== Extrait du document ==

Pourquoi une théologie de la provocation ? Selon Gérard Conio (slaviste et éminent spécialiste des avant-gardes russes et polonaises), le principe totalitaire dérive (en les inversant) de conceptions théologiques. La figure littéraire du double et les méthodes policières de l’agent double ou provocateur se trouveraient également engagées dans la trouble généalogie de notre modernité. Plus que provocant : un essai déroutant et vivifiant !

Les utopies modernes ont travesti et récupéré à leur profit l’attente de la rédemption qui a nourri la civilisation judéo-chrétienne. La théologie de la provocation qui règne aujourd’hui sur le monde ne fait qu’appliquer dans ses plus extrêmes conséquences la transmutation des valeurs proclamées par les prophètes de la modernité , fossoyeurs de la tradition et annonciateurs d’une liberté illimitée qui n’est que le masque de l’esclavage absolu. Cette ambivalence a engendré de nouveaux dogmes, beaucoup plus simplistes, plus triviaux, plus avilissants que les anciens. En assimilant la triade platonicienne de vrai du beau et du bien au culte de la rupture et de la nouveauté, on a dissimulé la véritable signification de la révolution moderniste. p. 23

C’est ce que semblaient avoir compris les conspirateurs et les provocateurs de tous poils bien avant les autres. C’est aussi ce qu’avaient saisi certains de ceux, penseurs et littérateurs, qui avaient maille à partir avec le langage qui, en définitive, se trouve être le vecteur principal de cette Histoire qui finie toujours mal (les figures centrales de cette étude sont le révolutionnaire et agent double Azev, proche des milieux prérévolutionnaires de l’intelligentsia russe, et l’écrivain polémiste Vasilli Rozanov).

===
== Données fournies ==

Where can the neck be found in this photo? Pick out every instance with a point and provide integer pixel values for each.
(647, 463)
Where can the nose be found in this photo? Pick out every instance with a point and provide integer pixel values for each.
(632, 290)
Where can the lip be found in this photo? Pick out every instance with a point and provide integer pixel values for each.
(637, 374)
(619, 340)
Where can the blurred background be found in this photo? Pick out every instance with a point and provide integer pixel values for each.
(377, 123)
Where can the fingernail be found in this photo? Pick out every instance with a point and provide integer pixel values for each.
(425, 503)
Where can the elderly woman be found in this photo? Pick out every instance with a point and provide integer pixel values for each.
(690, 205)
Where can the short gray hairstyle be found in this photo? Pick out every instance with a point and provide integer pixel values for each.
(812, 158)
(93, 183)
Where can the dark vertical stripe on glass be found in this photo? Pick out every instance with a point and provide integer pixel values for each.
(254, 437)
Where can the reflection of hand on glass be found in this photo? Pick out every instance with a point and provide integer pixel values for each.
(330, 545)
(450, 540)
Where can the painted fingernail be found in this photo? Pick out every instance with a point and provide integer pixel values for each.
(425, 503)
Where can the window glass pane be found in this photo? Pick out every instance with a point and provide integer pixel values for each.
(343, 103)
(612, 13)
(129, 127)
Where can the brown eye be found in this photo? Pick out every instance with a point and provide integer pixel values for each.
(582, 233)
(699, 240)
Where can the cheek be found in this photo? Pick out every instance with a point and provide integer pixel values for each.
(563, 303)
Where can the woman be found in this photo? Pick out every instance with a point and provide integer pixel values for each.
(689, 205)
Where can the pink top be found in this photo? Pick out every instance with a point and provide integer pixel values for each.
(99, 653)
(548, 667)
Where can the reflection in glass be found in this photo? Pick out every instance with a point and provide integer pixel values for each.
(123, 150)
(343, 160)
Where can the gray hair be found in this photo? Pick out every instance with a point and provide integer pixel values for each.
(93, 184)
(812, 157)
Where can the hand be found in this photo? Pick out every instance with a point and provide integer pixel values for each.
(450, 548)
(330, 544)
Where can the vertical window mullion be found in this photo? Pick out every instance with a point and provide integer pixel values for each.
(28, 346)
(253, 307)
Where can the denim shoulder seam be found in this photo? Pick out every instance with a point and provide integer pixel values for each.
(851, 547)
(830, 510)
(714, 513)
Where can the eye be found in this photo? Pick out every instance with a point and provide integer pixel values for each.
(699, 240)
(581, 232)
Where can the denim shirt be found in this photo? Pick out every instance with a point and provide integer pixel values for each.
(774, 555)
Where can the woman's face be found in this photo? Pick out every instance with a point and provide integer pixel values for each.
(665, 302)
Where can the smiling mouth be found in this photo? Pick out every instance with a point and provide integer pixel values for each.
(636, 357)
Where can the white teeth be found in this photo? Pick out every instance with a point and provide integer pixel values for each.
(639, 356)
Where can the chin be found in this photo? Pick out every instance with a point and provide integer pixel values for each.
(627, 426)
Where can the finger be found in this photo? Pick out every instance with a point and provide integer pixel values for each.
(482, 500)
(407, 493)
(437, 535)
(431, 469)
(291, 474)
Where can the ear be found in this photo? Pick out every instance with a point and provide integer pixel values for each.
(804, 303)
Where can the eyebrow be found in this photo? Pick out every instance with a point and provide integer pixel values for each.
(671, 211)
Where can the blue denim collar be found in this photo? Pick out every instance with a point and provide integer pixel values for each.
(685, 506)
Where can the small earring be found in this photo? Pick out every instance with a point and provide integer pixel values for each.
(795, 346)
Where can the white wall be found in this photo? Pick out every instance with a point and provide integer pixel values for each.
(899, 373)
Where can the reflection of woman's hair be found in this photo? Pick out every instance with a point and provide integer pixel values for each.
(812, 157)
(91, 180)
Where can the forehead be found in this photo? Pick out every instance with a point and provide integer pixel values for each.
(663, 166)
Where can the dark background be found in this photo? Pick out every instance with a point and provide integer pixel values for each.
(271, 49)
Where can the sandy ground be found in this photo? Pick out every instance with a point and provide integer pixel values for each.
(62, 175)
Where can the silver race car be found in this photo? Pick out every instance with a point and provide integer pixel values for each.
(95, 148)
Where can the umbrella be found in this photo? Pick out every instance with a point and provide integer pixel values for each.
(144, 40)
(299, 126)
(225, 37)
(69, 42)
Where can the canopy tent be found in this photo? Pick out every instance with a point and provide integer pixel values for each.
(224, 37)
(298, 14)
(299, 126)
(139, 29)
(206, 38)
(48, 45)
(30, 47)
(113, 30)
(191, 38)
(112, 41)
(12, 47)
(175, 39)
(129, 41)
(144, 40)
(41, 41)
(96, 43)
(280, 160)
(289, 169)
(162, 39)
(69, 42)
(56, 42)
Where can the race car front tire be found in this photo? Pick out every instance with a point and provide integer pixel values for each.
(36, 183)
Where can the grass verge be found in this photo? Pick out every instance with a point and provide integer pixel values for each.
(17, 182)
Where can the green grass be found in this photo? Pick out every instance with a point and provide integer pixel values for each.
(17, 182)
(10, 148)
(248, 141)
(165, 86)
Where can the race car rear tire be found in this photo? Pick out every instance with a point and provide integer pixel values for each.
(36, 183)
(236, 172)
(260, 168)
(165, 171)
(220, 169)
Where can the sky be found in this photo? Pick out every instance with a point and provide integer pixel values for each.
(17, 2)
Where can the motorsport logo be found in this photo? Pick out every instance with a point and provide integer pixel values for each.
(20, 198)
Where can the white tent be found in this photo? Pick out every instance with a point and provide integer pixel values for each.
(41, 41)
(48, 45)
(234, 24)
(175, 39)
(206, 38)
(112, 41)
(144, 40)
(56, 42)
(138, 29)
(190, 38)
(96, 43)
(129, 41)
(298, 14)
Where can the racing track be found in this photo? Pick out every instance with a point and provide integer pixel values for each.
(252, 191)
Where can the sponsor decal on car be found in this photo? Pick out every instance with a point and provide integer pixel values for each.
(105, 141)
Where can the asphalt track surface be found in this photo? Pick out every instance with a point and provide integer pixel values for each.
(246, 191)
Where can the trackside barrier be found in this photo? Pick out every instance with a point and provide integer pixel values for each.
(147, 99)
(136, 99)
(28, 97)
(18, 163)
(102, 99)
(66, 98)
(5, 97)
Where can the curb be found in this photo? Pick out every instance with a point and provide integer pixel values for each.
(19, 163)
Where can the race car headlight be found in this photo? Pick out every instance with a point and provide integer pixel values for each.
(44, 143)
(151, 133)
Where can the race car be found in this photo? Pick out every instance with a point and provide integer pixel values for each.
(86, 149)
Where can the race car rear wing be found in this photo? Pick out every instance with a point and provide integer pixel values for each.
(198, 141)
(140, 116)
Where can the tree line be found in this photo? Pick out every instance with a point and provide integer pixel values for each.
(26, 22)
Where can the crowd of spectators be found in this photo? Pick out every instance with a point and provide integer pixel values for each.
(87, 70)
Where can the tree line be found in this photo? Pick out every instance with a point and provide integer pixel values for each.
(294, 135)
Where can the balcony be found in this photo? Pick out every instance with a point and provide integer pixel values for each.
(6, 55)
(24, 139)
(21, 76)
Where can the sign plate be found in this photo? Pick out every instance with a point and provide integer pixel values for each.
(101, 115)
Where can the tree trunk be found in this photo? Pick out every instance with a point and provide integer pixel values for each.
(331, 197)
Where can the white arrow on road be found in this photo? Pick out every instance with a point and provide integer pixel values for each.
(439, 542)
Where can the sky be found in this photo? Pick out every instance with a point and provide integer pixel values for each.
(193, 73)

===
== Données fournies ==

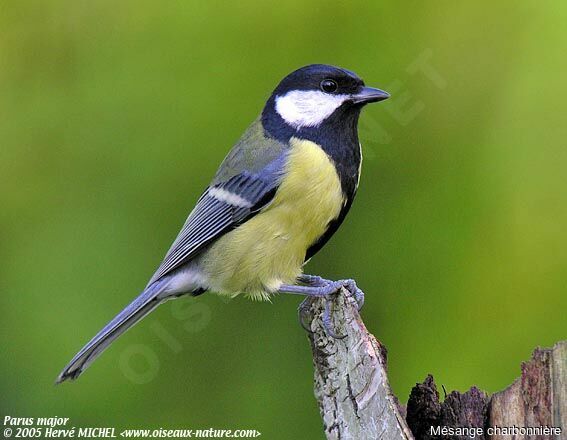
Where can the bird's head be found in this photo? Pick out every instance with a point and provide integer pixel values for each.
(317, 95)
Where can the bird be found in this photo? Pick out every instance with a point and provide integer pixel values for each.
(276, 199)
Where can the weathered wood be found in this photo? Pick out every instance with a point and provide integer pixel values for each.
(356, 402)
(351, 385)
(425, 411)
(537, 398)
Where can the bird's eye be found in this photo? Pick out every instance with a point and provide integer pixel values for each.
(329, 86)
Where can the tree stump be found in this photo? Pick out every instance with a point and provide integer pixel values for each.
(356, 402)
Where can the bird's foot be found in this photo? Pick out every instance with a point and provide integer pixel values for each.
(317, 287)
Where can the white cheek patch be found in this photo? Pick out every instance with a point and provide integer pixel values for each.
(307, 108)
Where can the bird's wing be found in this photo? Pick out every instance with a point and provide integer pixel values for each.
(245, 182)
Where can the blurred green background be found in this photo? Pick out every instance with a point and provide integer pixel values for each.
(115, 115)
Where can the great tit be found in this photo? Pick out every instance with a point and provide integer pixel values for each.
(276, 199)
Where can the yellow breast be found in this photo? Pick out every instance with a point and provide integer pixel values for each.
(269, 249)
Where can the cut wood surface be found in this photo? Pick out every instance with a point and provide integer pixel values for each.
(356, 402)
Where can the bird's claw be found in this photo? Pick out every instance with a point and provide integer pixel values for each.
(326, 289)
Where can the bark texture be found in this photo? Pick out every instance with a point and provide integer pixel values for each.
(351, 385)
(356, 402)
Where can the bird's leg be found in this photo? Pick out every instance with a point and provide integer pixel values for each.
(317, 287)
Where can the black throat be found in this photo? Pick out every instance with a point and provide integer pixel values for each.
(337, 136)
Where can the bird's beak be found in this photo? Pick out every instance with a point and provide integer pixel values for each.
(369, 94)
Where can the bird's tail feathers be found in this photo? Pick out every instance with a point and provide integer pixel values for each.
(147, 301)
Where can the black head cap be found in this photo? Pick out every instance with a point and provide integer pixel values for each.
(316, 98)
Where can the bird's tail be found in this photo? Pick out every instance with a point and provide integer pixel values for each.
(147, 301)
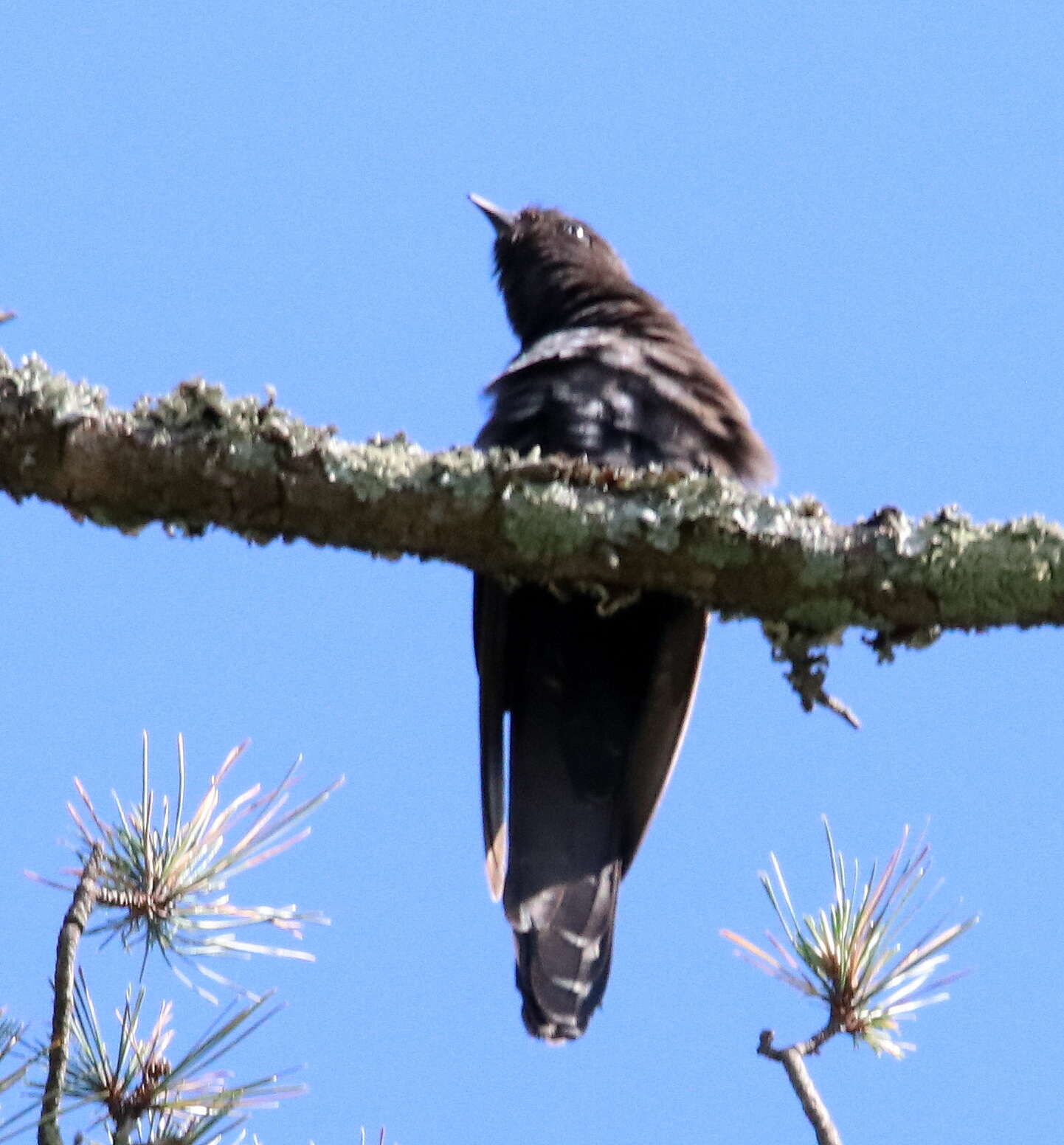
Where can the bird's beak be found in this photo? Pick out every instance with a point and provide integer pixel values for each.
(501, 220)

===

** Consigne **
Recopiez tout le passage sur la théologie de la provocation, depuis « Pourquoi une théologie » jusqu'à « et vivifiant ! », en remplaçant « essai » par « ouvrage ».

** Solution **
Pourquoi une théologie de la provocation ? Selon Gérard Conio (slaviste et éminent spécialiste des avant-gardes russes et polonaises), le principe totalitaire dérive (en les inversant) de conceptions théologiques. La figure littéraire du double et les méthodes policières de l’agent double ou provocateur se trouveraient également engagées dans la trouble généalogie de notre modernité. Plus que provocant : un ouvrage déroutant et vivifiant !